━━ PASSAGE
07-06-09 - 5:30 p.m. - Like the New York City expats who say they will let their New Yorker subscriptions lapse when they stop getting the jokes in the cartoons, I worried that, after almost two decades of not living in Manhattan and never being all that much of a Broadway theatergoer, I wouldn’t get the jokes in Forbidden Broadway. No need to worry on that account. You’d have to have been living in cave outside Velva, North Dakota, for the past forty years, without access to TV, radio, newspapers, magazines, or the Internet, for the humor of Forbidden Broadway to elude you.

The main theme of Forbidden Broadway is that there’s nothing new on Broadway. The show pokes fun at the revivals, comebacks, and long-running shows. Molly Parker-Myers, got up as the eternally little orphan Annie, sings bravely, “I’m thirty years old tomorrow.” Molly Marie Walsh, red lipstick smeared lavishly around her mouth, takes the stage as Carol Channing for yet another revival of Hello, Dolly! The whole ensemble, dressed as the cast of Les Miserables, boasts in song that theirs is “the only Broadway show with our own pension plan.” The audience for these classic shows takes a ribbing, too. Dressed as characters from Oklahoma!, the ensemble celebrates the folks who “knows what they likes and likes what they knows.”

 

Stephen Joshua Thompson, Molly Parker-Myers, Kurt Perry (seated), Molly Marie Walsh, and Billy Kimmel

The show parodies the Disney invasion of Broadway—“the Circle of Mice”—and pokes fun at musical theater as tourist attraction. Stephen Joshua Thompson assumes the character of producer Cameron Mackintosh to poke fun at the merchandizing of Broadway, enticing the audience by revealing the lining of his cloak hung with Broadway trinkets and souvenirs and reveling in the notion that it costs “$100 to get in and $100 to get out” of one of his productions. There’s also a segment in which Walsh as Julie Andrews and Parker-Myers as Ethel Merman make fun of modern-day stage amplification.

My favorite segment of Forbidden Broadway was a parody of “America” from West Side Story which can be best characterized as “dualing Anitas.” Dressed identically, Walsh, as Chita Rivera who played Anita in the original 1957 Broadway production, and Parker-Myers, as Rita Moreno, who played Anita in the 1961 film version, sing lyrics that exploit to the hilt the Chita-Rita-Anita rhyme and do a Latin-inspired dance with much flamenco-style foot stomping, skirt flicking, and head tossing, each trying to out-sing and out-dance the other to prove she is the true Anita.

As always. Stageworks has assembled some very impressive talent for this production. The ensemble—Billy Kimmel, who also directed and did the musical staging, Molly Parker-Myers, Stephen Joshua Thompson, and Molly Marie Walsh—and pianist Kurt Perry, who provided musical direction, as well as the accompaniment for the entire performance, achieve a level of energy and versatility that is truly awesome. Also amazing are the rapid-fire transformations of characters, achieved with a costume change, a makeup adjustment, and a different wig. The importance of wigs to creating the illusion is acknowledged by the fact that the wig stylist, Stephen Joshua Thompson, who is also one of the players, is listed on the front of the preview program. But the transformations aren’t all about external trappings. These actors really know how to nail a character. When Walsh takes the stage as Barbra Streisand, nothing about the costume, wig, or makeup is spot on, but it is the accent, the gestures, the way she holds the microphone that subtly evoke the famous singer.
━━━━
WHAT YOU WILL DO:
[1] According to the review of Forbidden Broadway, who provided the musical direction for the production?
[2] Quote the review of Forbidden Broadway from "07-06-09 - 5:30" up to and including "to elude you.".
[3] List every real person whom the review of Forbidden Broadway names as being played by a cast member.
━━ RECORDS
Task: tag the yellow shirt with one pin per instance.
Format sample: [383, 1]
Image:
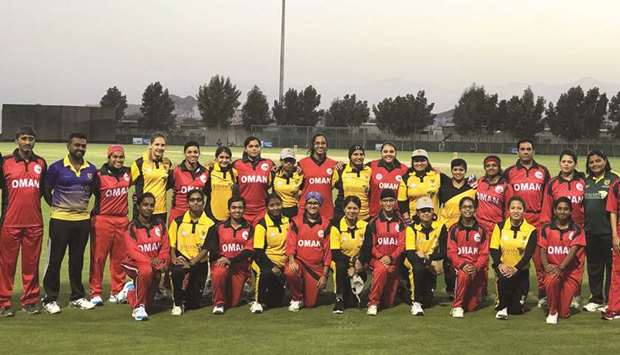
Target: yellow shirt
[188, 237]
[150, 176]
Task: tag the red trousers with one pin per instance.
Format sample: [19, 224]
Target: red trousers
[560, 291]
[302, 284]
[384, 285]
[469, 290]
[228, 283]
[145, 279]
[11, 240]
[107, 239]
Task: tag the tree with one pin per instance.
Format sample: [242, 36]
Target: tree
[218, 101]
[298, 108]
[157, 108]
[113, 98]
[255, 111]
[476, 111]
[524, 115]
[404, 115]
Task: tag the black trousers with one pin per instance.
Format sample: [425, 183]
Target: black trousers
[510, 291]
[63, 234]
[598, 254]
[187, 284]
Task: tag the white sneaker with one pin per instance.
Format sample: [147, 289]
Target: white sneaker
[372, 310]
[457, 312]
[218, 310]
[97, 301]
[51, 307]
[416, 309]
[502, 314]
[552, 319]
[139, 313]
[177, 310]
[592, 307]
[82, 303]
[295, 306]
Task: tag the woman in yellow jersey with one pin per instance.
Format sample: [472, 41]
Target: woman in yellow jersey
[419, 181]
[346, 238]
[270, 256]
[219, 189]
[425, 247]
[150, 173]
[512, 246]
[353, 180]
[287, 183]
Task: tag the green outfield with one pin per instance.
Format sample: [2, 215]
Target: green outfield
[110, 329]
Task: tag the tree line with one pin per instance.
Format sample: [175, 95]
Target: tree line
[575, 115]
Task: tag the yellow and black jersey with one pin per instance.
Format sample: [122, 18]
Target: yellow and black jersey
[187, 236]
[219, 190]
[415, 185]
[513, 246]
[270, 241]
[449, 198]
[287, 187]
[352, 181]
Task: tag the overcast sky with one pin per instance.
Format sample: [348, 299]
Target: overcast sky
[70, 51]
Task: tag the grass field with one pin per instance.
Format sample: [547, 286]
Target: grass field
[110, 329]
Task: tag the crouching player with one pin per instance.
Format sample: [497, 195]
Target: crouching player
[147, 247]
[561, 242]
[309, 256]
[384, 244]
[468, 251]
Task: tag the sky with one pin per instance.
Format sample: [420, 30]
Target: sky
[71, 51]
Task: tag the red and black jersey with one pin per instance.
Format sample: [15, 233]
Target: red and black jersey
[318, 177]
[253, 179]
[236, 245]
[383, 176]
[491, 202]
[182, 180]
[558, 187]
[383, 237]
[558, 242]
[309, 241]
[529, 184]
[468, 245]
[22, 188]
[112, 191]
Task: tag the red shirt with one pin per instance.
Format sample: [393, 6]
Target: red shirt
[318, 177]
[558, 187]
[309, 242]
[558, 243]
[383, 178]
[22, 186]
[112, 191]
[468, 245]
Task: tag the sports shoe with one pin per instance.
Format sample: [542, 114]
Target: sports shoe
[97, 301]
[82, 303]
[218, 309]
[502, 314]
[592, 307]
[339, 306]
[294, 306]
[177, 310]
[139, 313]
[457, 312]
[552, 319]
[416, 309]
[372, 310]
[51, 307]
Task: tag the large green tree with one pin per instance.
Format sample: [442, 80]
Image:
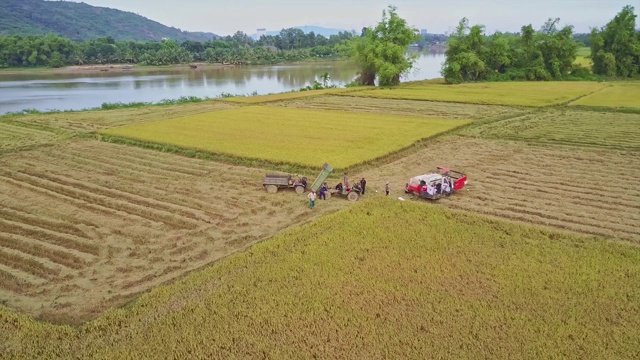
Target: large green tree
━━━━
TASK-BY-TASK RESULTS:
[1] Pianist Kurt Perry provided the musical direction.

[2]
07-06-09 - 5:30 p.m. - Like the New York City expats who say they will let their New Yorker subscriptions lapse when they stop getting the jokes in the cartoons, I worried that, after almost two decades of not living in Manhattan and never being all that much of a Broadway theatergoer, I wouldn’t get the jokes in Forbidden Broadway. No need to worry on that account. You’d have to have been living in cave outside Velva, North Dakota, for the past forty years, without access to TV, radio, newspapers, magazines, or the Internet, for the humor of Forbidden Broadway to elude you.

[3] Carol Channing, Cameron Mackintosh, Julie Andrews, Ethel Merman, Chita Rivera, Rita Moreno, Barbra Streisand